---------- Data excerpts ----------

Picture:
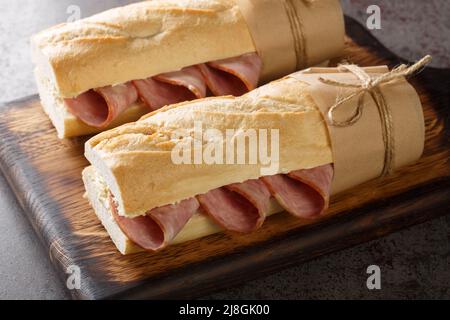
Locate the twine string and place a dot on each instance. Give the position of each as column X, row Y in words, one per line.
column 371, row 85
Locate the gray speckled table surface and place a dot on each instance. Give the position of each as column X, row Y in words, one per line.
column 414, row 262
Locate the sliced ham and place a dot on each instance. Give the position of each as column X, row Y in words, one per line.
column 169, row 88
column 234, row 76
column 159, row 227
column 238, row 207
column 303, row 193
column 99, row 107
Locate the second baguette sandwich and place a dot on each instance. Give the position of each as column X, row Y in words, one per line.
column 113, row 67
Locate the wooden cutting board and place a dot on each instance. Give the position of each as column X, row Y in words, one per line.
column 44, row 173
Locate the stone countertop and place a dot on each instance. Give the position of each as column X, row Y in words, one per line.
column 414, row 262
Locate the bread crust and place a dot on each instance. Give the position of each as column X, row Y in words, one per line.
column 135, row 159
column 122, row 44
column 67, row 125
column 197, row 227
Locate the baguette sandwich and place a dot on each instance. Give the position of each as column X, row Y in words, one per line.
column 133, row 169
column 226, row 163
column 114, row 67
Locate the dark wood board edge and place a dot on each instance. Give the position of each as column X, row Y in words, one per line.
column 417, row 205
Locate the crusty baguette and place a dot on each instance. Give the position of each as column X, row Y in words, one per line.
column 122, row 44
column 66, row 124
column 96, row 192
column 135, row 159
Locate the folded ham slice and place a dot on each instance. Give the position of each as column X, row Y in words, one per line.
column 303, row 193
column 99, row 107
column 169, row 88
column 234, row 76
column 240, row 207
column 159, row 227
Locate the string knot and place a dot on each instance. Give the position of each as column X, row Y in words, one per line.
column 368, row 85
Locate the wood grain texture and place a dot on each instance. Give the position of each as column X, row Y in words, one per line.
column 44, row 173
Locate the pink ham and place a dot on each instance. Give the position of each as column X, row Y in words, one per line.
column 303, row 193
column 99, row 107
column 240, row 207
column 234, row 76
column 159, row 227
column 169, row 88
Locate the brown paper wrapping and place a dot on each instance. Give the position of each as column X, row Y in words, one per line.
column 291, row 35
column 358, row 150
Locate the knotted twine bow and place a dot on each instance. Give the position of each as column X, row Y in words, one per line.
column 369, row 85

----------
---------- Data excerpts ----------

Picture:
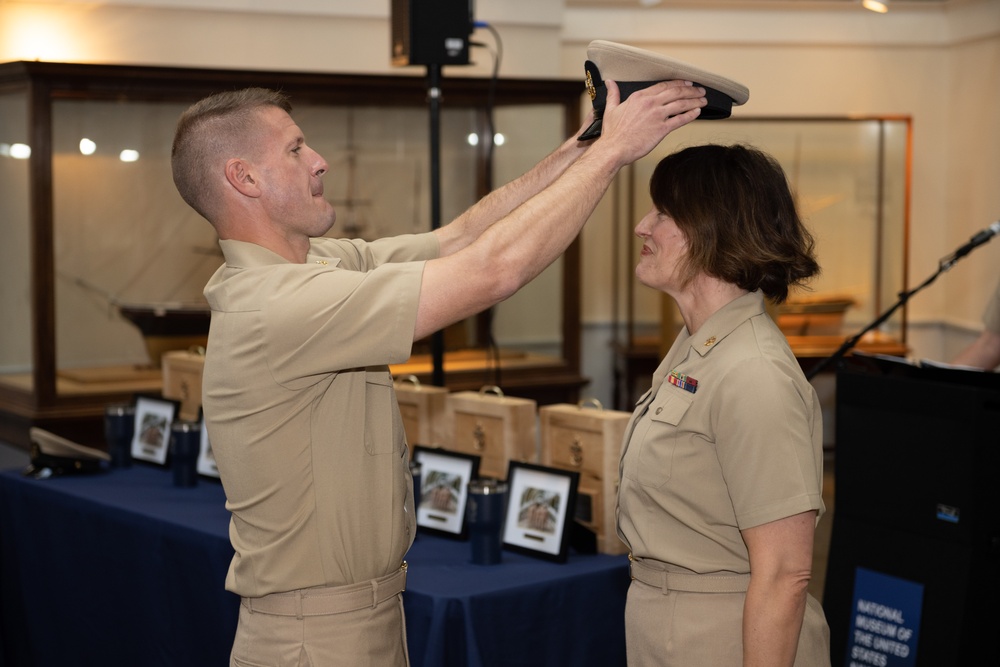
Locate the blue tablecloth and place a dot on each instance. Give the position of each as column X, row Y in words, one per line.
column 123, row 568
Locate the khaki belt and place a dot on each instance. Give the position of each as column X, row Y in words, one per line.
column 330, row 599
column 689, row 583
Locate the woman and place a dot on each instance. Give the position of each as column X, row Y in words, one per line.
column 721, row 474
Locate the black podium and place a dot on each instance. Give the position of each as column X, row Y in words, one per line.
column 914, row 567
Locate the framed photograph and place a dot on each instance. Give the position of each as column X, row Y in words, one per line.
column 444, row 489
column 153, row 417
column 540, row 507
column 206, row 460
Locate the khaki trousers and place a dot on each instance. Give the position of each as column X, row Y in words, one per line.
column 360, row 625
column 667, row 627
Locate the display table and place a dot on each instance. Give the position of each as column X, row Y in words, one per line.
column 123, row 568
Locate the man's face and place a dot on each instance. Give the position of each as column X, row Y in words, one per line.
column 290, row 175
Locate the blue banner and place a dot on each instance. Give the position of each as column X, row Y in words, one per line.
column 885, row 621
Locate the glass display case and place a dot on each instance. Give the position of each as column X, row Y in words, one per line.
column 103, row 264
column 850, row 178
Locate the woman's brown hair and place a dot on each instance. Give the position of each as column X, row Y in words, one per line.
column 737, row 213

----------

### Task prompt:
Render the entries from the line with "Locate the crusty" to the line with "column 369, row 85" as a two-column CSV with the headers instruction and points, one row per entry. Put each field in quotes and replace its line breaks with spaces.

### Result of the exercise:
instruction,points
"Locate the crusty baguette and place a dot on each instance. Give the position of each as column X, row Y in words, one per line.","column 122, row 44 column 66, row 124 column 96, row 192 column 135, row 159"
"Locate the folded ham slice and place a dot on each instance. Give the position of each as column X, row Y in words, one per line.","column 303, row 193 column 99, row 107 column 169, row 88 column 234, row 76 column 240, row 207 column 159, row 227"
"Locate the string knot and place a dot on each instance. Give the position of each as column X, row Y in words, one per line.","column 368, row 85"
"Locate the wood grain texture and place a dot on each instance. Give the position of each as column X, row Y in words, one per line.","column 44, row 173"
"Locate the pink ham and place a dot on each instance. Give the position of each as column X, row Y in words, one per line.","column 303, row 193 column 99, row 107 column 240, row 207 column 234, row 76 column 159, row 227 column 169, row 88"
"Locate the brown paper wrapping and place a dot on each instance. Give the position of each as column X, row Y in words, one per line.","column 291, row 35 column 358, row 150"
"Locate the knotted twine bow and place a dot on each instance. Give the position of each as column X, row Y in words, one per line.","column 369, row 85"